◆ **Challenge**
Copy every line of the material below exactly as it appears.

>> BEGIN Stored rows

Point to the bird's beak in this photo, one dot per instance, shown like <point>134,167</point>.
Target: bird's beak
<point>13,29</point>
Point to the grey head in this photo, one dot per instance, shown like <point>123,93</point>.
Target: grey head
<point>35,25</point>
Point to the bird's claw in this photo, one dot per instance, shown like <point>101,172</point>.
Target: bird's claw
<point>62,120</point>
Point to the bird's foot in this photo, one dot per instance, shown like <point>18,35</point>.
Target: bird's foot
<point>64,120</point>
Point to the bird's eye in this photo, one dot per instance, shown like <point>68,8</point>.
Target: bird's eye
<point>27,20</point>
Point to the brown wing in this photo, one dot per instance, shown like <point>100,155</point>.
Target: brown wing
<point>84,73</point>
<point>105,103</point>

>> END Stored rows

◆ **Output**
Point to the bird's beak in this photo, one dot per instance, shown like <point>134,167</point>.
Target: bird's beak
<point>13,29</point>
Point to the grey head in this photo, one dot per instance, shown like <point>123,93</point>.
Target: grey head
<point>35,25</point>
Point to the bird's claw in this photo, one dot per instance, shown like <point>101,172</point>.
Target: bird's claw
<point>62,120</point>
Point to the bird's foot in this photo, one dot per instance, shown like <point>18,35</point>.
Target: bird's foot
<point>64,120</point>
Point to the bird's eye in this photo, one dot per instance, shown like <point>68,8</point>.
Target: bird's eye
<point>27,20</point>
Point to the brown wing in this photo, one dot per instance, shown like <point>100,155</point>.
Target: brown wing
<point>84,73</point>
<point>105,103</point>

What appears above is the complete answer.